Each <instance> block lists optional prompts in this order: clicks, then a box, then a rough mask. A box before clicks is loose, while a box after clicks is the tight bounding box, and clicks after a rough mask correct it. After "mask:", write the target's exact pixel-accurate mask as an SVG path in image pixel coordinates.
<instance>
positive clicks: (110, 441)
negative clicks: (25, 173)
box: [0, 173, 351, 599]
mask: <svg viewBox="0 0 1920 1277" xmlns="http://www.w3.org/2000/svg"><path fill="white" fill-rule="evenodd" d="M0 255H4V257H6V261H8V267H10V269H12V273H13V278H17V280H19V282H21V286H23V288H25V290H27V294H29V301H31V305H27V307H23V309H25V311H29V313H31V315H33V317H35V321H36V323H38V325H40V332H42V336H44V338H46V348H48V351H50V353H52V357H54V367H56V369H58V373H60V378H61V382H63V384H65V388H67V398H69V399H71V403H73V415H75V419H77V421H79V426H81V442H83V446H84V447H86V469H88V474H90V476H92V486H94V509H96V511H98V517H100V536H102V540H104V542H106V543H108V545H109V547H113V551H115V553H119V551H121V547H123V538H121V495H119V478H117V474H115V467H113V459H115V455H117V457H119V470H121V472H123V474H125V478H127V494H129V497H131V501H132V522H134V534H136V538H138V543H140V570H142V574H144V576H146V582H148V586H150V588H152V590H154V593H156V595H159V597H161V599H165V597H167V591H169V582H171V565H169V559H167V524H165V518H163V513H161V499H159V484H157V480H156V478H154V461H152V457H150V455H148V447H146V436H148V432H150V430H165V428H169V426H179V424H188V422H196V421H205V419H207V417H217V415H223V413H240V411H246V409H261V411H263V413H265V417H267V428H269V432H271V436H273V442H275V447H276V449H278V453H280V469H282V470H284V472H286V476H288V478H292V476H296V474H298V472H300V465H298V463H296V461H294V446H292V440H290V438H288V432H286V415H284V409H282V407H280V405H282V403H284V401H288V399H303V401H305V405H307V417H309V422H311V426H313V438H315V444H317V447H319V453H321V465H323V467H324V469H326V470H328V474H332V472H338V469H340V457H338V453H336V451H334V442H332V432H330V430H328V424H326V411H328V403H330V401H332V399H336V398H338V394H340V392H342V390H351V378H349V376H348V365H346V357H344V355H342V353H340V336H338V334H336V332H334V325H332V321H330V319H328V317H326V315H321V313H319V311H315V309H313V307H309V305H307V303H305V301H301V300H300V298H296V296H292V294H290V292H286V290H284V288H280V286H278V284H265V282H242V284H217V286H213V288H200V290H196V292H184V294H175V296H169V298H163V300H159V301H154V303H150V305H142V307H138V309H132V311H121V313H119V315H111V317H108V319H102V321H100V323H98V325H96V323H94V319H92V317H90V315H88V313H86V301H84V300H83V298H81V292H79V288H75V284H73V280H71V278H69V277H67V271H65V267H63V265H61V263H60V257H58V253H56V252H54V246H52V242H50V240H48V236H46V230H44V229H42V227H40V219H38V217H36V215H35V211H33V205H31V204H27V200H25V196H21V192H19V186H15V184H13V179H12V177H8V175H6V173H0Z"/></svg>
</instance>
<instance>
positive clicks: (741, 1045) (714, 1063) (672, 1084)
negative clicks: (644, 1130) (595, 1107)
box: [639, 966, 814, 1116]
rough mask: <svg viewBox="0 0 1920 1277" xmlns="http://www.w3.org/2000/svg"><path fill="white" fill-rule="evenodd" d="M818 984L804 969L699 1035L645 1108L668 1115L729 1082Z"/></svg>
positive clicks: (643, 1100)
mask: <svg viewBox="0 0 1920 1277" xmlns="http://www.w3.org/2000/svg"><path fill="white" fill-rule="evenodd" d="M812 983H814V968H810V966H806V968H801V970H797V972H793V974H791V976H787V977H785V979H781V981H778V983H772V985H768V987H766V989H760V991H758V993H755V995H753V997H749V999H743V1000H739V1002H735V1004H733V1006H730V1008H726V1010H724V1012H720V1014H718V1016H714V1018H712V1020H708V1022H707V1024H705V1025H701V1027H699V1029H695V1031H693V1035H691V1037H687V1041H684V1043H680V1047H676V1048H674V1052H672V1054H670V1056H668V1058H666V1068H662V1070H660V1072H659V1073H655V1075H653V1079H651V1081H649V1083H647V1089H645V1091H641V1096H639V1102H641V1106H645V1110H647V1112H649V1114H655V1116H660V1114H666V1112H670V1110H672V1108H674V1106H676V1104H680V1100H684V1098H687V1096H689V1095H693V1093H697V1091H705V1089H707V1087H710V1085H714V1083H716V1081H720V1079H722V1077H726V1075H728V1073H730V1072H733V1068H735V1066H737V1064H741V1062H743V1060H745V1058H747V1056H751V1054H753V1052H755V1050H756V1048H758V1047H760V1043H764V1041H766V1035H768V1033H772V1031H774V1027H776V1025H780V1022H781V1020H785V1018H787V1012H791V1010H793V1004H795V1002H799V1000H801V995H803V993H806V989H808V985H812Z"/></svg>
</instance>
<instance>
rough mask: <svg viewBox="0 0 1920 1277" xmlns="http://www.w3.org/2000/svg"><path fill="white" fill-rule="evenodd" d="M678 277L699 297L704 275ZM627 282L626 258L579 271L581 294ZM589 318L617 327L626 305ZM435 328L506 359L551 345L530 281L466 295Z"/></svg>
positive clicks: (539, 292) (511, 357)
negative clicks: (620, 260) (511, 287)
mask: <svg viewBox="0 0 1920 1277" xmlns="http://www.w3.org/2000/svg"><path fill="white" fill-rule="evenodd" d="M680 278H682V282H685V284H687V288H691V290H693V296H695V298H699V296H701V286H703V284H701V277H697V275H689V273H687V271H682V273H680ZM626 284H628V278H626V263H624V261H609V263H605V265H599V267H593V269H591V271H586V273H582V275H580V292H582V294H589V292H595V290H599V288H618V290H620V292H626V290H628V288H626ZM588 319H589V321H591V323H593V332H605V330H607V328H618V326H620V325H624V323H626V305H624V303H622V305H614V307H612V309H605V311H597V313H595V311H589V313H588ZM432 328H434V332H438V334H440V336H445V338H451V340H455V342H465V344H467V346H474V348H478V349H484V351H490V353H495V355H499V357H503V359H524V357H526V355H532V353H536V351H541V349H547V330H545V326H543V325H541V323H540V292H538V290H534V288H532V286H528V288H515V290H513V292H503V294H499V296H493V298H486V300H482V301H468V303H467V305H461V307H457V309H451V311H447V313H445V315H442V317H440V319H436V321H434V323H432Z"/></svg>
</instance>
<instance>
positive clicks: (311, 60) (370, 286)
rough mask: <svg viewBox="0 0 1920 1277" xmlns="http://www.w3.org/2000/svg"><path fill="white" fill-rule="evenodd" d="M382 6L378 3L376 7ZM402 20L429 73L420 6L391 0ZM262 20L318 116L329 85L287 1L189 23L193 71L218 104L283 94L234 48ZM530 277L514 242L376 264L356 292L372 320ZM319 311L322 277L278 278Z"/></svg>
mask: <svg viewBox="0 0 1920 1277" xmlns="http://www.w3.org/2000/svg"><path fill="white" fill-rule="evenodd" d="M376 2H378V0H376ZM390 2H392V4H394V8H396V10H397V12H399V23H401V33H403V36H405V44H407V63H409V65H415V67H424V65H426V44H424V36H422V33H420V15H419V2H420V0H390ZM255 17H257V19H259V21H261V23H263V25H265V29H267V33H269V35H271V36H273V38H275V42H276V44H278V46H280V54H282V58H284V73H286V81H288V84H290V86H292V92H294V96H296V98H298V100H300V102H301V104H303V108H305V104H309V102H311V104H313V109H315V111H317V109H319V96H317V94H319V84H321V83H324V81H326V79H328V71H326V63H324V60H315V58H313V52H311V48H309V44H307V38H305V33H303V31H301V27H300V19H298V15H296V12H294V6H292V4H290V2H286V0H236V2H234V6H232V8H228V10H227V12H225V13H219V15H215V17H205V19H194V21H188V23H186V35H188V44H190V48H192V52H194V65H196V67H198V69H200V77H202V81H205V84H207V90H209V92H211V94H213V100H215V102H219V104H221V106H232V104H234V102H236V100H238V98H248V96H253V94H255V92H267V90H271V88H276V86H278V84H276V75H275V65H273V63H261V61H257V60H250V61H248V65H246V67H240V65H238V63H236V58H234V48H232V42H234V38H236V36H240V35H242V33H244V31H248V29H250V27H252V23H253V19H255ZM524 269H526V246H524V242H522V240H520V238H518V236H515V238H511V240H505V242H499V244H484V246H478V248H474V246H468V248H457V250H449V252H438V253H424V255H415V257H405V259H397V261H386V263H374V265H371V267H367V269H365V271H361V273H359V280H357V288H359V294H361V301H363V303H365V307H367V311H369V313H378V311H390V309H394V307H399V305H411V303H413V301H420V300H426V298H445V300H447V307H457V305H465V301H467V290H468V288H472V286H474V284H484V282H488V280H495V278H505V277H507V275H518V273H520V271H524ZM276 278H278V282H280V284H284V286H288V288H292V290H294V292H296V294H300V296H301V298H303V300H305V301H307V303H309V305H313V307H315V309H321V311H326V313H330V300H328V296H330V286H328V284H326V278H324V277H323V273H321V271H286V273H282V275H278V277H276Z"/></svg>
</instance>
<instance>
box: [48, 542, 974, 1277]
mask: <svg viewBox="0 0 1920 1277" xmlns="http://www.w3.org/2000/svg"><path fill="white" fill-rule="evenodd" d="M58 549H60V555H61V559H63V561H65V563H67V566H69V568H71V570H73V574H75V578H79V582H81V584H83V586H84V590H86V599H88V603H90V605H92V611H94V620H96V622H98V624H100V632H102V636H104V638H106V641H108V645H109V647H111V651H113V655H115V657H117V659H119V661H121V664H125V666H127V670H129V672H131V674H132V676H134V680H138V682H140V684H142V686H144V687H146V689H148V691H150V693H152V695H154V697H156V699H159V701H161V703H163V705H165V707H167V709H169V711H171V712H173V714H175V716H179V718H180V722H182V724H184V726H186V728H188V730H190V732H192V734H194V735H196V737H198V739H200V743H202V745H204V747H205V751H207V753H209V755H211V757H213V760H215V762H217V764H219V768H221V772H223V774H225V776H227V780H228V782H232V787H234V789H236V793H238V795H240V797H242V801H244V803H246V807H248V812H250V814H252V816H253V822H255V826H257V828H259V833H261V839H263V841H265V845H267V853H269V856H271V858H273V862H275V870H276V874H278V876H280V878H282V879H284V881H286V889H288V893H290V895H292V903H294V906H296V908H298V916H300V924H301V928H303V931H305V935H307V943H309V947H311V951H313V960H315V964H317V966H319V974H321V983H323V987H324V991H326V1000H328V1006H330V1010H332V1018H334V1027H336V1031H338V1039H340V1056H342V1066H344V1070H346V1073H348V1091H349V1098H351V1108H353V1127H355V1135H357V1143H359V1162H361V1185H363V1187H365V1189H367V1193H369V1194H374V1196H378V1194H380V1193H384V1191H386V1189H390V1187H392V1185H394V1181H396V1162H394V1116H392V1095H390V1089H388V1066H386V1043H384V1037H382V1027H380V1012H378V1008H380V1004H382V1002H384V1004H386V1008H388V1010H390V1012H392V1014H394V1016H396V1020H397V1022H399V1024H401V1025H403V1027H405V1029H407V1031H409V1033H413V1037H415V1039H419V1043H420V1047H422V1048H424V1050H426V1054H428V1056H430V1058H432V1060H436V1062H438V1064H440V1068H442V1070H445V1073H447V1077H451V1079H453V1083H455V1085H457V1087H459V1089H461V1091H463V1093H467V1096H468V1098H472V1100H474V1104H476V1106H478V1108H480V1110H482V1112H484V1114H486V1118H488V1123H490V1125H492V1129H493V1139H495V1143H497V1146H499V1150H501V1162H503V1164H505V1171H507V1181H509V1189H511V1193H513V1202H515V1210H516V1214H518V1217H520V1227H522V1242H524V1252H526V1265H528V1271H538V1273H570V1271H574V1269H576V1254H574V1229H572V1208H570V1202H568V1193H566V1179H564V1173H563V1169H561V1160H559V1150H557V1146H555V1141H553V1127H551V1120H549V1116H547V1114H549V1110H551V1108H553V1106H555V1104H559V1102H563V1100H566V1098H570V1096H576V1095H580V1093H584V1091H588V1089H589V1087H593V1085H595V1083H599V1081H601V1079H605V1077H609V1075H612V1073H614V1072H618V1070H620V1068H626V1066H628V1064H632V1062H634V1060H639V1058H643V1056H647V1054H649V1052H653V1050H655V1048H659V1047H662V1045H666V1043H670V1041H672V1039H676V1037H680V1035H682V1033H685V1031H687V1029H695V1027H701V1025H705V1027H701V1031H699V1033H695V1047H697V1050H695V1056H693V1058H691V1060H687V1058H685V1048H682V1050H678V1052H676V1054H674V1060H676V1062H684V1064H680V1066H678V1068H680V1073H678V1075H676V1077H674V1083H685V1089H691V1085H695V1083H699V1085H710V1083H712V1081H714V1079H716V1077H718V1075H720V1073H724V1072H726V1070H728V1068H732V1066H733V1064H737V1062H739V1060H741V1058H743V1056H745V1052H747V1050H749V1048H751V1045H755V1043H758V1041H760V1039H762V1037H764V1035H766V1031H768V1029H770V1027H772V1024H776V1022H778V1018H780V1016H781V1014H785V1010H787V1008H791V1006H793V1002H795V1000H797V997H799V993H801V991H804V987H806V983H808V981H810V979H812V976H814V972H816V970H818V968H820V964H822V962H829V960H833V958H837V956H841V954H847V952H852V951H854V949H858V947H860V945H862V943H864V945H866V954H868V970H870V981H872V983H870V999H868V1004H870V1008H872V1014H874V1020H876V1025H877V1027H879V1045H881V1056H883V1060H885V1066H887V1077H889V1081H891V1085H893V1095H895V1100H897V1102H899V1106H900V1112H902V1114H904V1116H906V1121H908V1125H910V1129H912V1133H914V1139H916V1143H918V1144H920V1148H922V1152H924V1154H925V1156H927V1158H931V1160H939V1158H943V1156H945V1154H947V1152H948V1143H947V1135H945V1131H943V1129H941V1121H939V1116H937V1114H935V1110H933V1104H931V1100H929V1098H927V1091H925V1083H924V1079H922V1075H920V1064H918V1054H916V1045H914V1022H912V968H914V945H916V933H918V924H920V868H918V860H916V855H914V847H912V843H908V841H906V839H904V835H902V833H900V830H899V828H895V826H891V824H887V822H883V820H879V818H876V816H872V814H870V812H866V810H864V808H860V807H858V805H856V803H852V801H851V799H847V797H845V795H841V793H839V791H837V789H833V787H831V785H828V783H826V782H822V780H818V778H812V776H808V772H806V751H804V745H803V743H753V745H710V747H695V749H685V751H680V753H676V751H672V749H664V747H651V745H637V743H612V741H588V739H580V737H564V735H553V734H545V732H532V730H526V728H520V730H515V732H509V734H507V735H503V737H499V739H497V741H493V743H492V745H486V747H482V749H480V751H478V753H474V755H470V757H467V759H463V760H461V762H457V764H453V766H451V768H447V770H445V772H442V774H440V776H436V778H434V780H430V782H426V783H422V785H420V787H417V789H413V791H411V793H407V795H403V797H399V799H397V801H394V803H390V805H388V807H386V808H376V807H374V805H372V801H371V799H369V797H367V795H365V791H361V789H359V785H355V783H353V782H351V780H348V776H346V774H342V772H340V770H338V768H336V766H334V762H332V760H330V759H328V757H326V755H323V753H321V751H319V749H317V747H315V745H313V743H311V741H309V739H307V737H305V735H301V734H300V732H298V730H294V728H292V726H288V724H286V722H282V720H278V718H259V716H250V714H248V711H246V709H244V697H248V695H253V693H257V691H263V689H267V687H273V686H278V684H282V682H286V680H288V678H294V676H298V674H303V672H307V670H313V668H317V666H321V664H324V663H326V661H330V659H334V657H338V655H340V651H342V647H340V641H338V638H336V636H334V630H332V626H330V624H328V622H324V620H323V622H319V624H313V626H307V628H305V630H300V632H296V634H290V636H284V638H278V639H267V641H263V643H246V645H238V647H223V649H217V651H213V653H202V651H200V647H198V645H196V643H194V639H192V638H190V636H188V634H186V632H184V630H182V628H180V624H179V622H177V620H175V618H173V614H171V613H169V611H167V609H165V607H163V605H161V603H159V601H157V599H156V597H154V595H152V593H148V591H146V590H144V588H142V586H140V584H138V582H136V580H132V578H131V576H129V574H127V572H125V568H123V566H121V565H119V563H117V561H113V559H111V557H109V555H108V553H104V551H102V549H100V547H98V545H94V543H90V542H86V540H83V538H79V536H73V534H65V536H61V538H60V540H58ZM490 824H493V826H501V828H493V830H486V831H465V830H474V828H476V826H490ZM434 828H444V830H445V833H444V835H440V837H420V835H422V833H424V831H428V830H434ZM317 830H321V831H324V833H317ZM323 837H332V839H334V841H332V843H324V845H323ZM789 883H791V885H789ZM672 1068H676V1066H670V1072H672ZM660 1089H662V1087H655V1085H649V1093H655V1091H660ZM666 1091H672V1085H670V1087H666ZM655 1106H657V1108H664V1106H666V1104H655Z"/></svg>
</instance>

◆ **Instructions for the task**: Extract and reproduce the stretch of the records from the start through the line containing "box: [0, 173, 351, 599]", including both ends.

◆ **Reply**:
Each <instance> block lists optional prompts in this order: clicks, then a box, then a rough mask. A box before clicks is loose, while a box after clicks is the tight bounding box, and clicks after a rough mask correct it. After "mask:", write the target's exact pixel-accurate mask as an SVG path in image pixel coordinates.
<instance>
positive clicks: (110, 441)
negative clicks: (25, 173)
box: [0, 173, 351, 599]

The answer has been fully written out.